──────── The input
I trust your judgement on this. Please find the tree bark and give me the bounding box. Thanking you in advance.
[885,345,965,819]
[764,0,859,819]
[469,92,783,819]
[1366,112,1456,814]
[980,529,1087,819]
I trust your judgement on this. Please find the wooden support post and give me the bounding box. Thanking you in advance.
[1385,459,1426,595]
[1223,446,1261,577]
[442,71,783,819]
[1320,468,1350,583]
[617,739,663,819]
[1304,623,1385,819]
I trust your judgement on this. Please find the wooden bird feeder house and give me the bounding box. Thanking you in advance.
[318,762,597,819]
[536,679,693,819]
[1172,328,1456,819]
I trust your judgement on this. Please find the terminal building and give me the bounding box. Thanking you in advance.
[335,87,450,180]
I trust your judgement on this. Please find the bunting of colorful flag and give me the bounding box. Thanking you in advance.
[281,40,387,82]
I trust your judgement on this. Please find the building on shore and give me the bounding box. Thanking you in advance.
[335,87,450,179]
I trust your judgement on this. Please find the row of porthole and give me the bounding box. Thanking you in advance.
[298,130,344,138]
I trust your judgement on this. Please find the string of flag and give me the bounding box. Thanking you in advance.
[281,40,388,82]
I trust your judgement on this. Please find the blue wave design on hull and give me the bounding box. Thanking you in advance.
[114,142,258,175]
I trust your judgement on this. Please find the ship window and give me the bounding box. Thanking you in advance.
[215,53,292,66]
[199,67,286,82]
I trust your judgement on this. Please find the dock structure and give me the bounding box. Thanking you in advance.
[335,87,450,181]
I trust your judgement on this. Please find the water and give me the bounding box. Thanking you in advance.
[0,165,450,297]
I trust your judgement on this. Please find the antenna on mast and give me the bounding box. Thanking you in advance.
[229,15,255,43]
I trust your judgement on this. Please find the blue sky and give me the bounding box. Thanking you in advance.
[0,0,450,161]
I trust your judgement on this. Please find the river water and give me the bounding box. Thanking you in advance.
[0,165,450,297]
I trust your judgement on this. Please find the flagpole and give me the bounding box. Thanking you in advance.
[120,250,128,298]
────────────────
#### Job
Could you write out the items from the very first line through the line containing "[199,67,286,82]" again, switching "bounding box" to "box coordinates" everywhere and leaving everything else untouched?

#### Solution
I trust your judgement on this. Please find the tree bark and give me the box coordinates. Thanking you in advance.
[885,345,965,819]
[764,0,859,819]
[469,92,783,819]
[1366,112,1456,814]
[980,529,1087,819]
I trust your judgement on this. Please find the wooden support post and give me the box coordinates. Thanking you in advance.
[1385,459,1426,595]
[1223,446,1261,577]
[442,71,783,819]
[1320,468,1350,583]
[617,739,663,819]
[1304,623,1385,819]
I trust your judgement on this. Please find the wooden bird feeder house and give me the box coordinates. Thanking you in advance.
[318,762,597,819]
[536,679,693,819]
[1172,328,1456,819]
I trust your judgement on this. Please find the terminal building and give me the box coordinates. Thanking you in advance.
[335,87,450,180]
I trust your judgement on this. Please find the bunting of colorful flag and give me the box coordinates. Thanking you in advance.
[281,40,387,82]
I trust your judgement on this. Please find the building on shore and give me the box coordinates. Thanking you in advance.
[335,87,450,179]
I trust your judgement on this. Please find the row of porthole and give me the box coordinates. Thanking you in advance.
[298,130,344,138]
I trust your judgement on this. Please find the string of flag and give me the box coordinates. Thanking you in advance.
[281,40,388,82]
I trust your judgement on this. Please find the blue wave design on hull and give me the box coordinates. Thanking you in advance.
[114,142,258,175]
I trust your judgement on this. Please find the ship window and give me the box coordinates. Thanking you in advance.
[215,53,292,66]
[199,67,286,82]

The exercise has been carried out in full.